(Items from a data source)
--*--
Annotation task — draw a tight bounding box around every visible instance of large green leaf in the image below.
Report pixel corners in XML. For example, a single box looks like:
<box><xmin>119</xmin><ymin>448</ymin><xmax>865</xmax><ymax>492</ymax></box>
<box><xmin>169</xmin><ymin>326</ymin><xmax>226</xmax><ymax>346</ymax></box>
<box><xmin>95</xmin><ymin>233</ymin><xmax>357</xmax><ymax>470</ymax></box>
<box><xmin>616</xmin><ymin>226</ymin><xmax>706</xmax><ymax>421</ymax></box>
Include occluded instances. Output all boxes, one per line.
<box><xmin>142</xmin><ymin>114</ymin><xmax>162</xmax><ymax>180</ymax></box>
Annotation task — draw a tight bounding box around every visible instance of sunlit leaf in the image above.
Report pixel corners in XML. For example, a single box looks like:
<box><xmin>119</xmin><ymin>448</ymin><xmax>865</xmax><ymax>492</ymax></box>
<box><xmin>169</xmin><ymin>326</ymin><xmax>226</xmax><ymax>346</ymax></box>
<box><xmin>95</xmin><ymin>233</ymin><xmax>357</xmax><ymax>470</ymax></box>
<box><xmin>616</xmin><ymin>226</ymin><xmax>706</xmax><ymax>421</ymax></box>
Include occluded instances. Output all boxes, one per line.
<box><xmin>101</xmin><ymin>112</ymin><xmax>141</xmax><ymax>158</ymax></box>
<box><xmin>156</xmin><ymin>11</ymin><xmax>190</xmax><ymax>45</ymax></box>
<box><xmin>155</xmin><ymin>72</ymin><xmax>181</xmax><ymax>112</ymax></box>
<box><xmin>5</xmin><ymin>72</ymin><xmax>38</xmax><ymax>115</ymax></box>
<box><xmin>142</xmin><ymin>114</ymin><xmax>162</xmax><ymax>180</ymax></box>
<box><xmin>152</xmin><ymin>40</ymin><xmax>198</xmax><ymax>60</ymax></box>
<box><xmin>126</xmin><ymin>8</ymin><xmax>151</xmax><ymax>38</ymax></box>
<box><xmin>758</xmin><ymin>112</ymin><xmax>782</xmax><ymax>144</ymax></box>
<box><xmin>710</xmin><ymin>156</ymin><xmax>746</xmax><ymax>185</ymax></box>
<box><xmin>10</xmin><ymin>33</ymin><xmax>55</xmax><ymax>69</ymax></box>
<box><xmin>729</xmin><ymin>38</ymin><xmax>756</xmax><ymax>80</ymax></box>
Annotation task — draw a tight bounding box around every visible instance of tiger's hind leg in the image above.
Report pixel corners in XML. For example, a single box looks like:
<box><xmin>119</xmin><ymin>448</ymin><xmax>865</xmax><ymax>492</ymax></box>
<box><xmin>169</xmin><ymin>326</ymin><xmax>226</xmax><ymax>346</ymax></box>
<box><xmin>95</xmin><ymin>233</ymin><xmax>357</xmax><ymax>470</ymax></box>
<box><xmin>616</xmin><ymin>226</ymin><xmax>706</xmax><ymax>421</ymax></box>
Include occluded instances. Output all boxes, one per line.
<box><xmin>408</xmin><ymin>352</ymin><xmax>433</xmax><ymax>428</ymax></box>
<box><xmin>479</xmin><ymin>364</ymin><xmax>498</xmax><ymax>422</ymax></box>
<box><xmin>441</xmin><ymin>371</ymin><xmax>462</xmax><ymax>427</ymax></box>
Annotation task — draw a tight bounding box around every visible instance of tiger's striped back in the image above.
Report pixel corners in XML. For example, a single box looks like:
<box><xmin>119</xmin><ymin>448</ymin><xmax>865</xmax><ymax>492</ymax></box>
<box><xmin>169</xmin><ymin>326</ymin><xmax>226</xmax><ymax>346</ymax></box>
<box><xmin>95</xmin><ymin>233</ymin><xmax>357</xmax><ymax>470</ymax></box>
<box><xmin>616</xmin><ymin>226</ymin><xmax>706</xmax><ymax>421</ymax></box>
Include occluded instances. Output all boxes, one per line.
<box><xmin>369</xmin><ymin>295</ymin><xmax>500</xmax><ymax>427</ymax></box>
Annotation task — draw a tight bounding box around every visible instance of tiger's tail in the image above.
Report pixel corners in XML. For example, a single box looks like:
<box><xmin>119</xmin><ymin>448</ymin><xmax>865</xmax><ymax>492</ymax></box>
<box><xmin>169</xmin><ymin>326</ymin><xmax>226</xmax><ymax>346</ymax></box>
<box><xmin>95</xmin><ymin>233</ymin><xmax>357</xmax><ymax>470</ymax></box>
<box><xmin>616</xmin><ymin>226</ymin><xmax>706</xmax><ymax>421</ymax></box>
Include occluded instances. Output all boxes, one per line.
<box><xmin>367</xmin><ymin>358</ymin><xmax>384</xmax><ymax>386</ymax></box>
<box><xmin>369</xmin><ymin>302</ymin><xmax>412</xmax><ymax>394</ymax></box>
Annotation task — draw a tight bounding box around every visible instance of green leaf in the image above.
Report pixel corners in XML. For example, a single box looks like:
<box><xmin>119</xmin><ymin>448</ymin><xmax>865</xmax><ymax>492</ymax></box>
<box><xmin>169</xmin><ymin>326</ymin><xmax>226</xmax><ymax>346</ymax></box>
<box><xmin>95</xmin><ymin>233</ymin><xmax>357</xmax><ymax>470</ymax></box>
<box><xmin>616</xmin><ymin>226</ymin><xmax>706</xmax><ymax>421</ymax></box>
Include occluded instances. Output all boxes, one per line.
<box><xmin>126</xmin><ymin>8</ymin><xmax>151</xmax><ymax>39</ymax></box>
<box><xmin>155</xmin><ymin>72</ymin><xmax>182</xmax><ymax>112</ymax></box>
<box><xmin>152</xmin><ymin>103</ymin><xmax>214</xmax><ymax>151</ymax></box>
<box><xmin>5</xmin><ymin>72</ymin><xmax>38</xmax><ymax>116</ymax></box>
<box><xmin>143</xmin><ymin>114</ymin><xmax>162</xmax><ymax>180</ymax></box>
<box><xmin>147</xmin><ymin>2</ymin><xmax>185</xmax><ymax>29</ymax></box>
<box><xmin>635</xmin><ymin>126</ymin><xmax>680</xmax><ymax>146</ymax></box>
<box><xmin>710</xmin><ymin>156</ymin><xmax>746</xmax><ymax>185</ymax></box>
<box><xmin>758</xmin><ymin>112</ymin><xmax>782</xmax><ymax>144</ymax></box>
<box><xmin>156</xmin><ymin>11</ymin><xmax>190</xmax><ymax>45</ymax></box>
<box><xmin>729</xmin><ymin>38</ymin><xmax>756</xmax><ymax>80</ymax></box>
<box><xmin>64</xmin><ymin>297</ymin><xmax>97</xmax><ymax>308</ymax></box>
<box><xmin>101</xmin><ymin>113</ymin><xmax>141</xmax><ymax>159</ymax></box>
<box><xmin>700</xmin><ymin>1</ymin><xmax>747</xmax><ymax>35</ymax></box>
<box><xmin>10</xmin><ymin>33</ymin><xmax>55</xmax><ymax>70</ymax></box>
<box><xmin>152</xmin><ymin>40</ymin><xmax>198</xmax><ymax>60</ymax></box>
--*--
Please copy the data above in its entirety, exactly as written.

PROBLEM SOLUTION:
Annotation task — draw a tight bounding box around every visible instance of large green leaf in the image below.
Report pixel corners in XML. For example, a single box looks like:
<box><xmin>119</xmin><ymin>448</ymin><xmax>865</xmax><ymax>492</ymax></box>
<box><xmin>169</xmin><ymin>326</ymin><xmax>226</xmax><ymax>346</ymax></box>
<box><xmin>95</xmin><ymin>233</ymin><xmax>357</xmax><ymax>470</ymax></box>
<box><xmin>616</xmin><ymin>226</ymin><xmax>706</xmax><ymax>421</ymax></box>
Include occluded instances. Output all boxes, one per line.
<box><xmin>142</xmin><ymin>114</ymin><xmax>162</xmax><ymax>180</ymax></box>
Annotation task — draw a tight bounding box around every visible instance of sunlit leaf in the image above.
Report pixel corners in XML. For example, a single box looks like:
<box><xmin>119</xmin><ymin>448</ymin><xmax>865</xmax><ymax>492</ymax></box>
<box><xmin>169</xmin><ymin>326</ymin><xmax>226</xmax><ymax>346</ymax></box>
<box><xmin>95</xmin><ymin>233</ymin><xmax>357</xmax><ymax>470</ymax></box>
<box><xmin>616</xmin><ymin>226</ymin><xmax>706</xmax><ymax>421</ymax></box>
Include occluded instances. Output all boxes, one per line.
<box><xmin>101</xmin><ymin>112</ymin><xmax>141</xmax><ymax>158</ymax></box>
<box><xmin>156</xmin><ymin>11</ymin><xmax>190</xmax><ymax>45</ymax></box>
<box><xmin>155</xmin><ymin>72</ymin><xmax>181</xmax><ymax>112</ymax></box>
<box><xmin>5</xmin><ymin>72</ymin><xmax>38</xmax><ymax>115</ymax></box>
<box><xmin>142</xmin><ymin>114</ymin><xmax>162</xmax><ymax>180</ymax></box>
<box><xmin>152</xmin><ymin>40</ymin><xmax>198</xmax><ymax>60</ymax></box>
<box><xmin>126</xmin><ymin>8</ymin><xmax>151</xmax><ymax>38</ymax></box>
<box><xmin>758</xmin><ymin>112</ymin><xmax>782</xmax><ymax>144</ymax></box>
<box><xmin>710</xmin><ymin>156</ymin><xmax>746</xmax><ymax>185</ymax></box>
<box><xmin>10</xmin><ymin>33</ymin><xmax>55</xmax><ymax>69</ymax></box>
<box><xmin>729</xmin><ymin>38</ymin><xmax>756</xmax><ymax>80</ymax></box>
Annotation task — draw a tight bounding box around every visible instance of tiger's hind leg in the image above.
Report pixel corners in XML. For example, a single box looks like:
<box><xmin>119</xmin><ymin>448</ymin><xmax>865</xmax><ymax>492</ymax></box>
<box><xmin>169</xmin><ymin>326</ymin><xmax>226</xmax><ymax>346</ymax></box>
<box><xmin>95</xmin><ymin>233</ymin><xmax>357</xmax><ymax>470</ymax></box>
<box><xmin>616</xmin><ymin>226</ymin><xmax>706</xmax><ymax>421</ymax></box>
Include occluded instances. Output all boxes, one per line.
<box><xmin>408</xmin><ymin>352</ymin><xmax>433</xmax><ymax>428</ymax></box>
<box><xmin>479</xmin><ymin>364</ymin><xmax>498</xmax><ymax>422</ymax></box>
<box><xmin>441</xmin><ymin>371</ymin><xmax>462</xmax><ymax>427</ymax></box>
Annotation task — draw a tight bounding box around every visible instance of tiger's striped back in the image above.
Report pixel corners in XML. For example, a single box looks like:
<box><xmin>119</xmin><ymin>448</ymin><xmax>865</xmax><ymax>492</ymax></box>
<box><xmin>169</xmin><ymin>326</ymin><xmax>226</xmax><ymax>346</ymax></box>
<box><xmin>95</xmin><ymin>233</ymin><xmax>357</xmax><ymax>470</ymax></box>
<box><xmin>616</xmin><ymin>226</ymin><xmax>706</xmax><ymax>421</ymax></box>
Include occluded instances. Output all boxes, one per line.
<box><xmin>369</xmin><ymin>295</ymin><xmax>500</xmax><ymax>427</ymax></box>
Annotation task — draw a tight bounding box around every visible instance of tiger's tail in the image above.
Report pixel corners in XML. For example, a single box looks like:
<box><xmin>119</xmin><ymin>448</ymin><xmax>865</xmax><ymax>492</ymax></box>
<box><xmin>169</xmin><ymin>326</ymin><xmax>226</xmax><ymax>346</ymax></box>
<box><xmin>95</xmin><ymin>233</ymin><xmax>357</xmax><ymax>470</ymax></box>
<box><xmin>616</xmin><ymin>226</ymin><xmax>706</xmax><ymax>421</ymax></box>
Include occluded instances. Output all boxes, one per line.
<box><xmin>367</xmin><ymin>358</ymin><xmax>384</xmax><ymax>386</ymax></box>
<box><xmin>369</xmin><ymin>302</ymin><xmax>412</xmax><ymax>394</ymax></box>
Annotation task — draw a tight bounding box around every visible instance of green leaf in the image above.
Report pixel corners in XML. For example, a single box looks like:
<box><xmin>119</xmin><ymin>448</ymin><xmax>865</xmax><ymax>492</ymax></box>
<box><xmin>169</xmin><ymin>326</ymin><xmax>226</xmax><ymax>346</ymax></box>
<box><xmin>95</xmin><ymin>233</ymin><xmax>357</xmax><ymax>470</ymax></box>
<box><xmin>616</xmin><ymin>226</ymin><xmax>706</xmax><ymax>421</ymax></box>
Include occluded instances. Output all boxes, one per line.
<box><xmin>126</xmin><ymin>8</ymin><xmax>151</xmax><ymax>39</ymax></box>
<box><xmin>155</xmin><ymin>72</ymin><xmax>182</xmax><ymax>112</ymax></box>
<box><xmin>152</xmin><ymin>103</ymin><xmax>214</xmax><ymax>151</ymax></box>
<box><xmin>5</xmin><ymin>72</ymin><xmax>38</xmax><ymax>116</ymax></box>
<box><xmin>143</xmin><ymin>114</ymin><xmax>162</xmax><ymax>180</ymax></box>
<box><xmin>147</xmin><ymin>2</ymin><xmax>185</xmax><ymax>29</ymax></box>
<box><xmin>635</xmin><ymin>126</ymin><xmax>680</xmax><ymax>146</ymax></box>
<box><xmin>710</xmin><ymin>156</ymin><xmax>746</xmax><ymax>185</ymax></box>
<box><xmin>758</xmin><ymin>112</ymin><xmax>782</xmax><ymax>144</ymax></box>
<box><xmin>156</xmin><ymin>11</ymin><xmax>190</xmax><ymax>45</ymax></box>
<box><xmin>729</xmin><ymin>38</ymin><xmax>756</xmax><ymax>80</ymax></box>
<box><xmin>64</xmin><ymin>297</ymin><xmax>97</xmax><ymax>308</ymax></box>
<box><xmin>101</xmin><ymin>113</ymin><xmax>141</xmax><ymax>159</ymax></box>
<box><xmin>700</xmin><ymin>1</ymin><xmax>747</xmax><ymax>35</ymax></box>
<box><xmin>10</xmin><ymin>33</ymin><xmax>55</xmax><ymax>70</ymax></box>
<box><xmin>152</xmin><ymin>40</ymin><xmax>198</xmax><ymax>60</ymax></box>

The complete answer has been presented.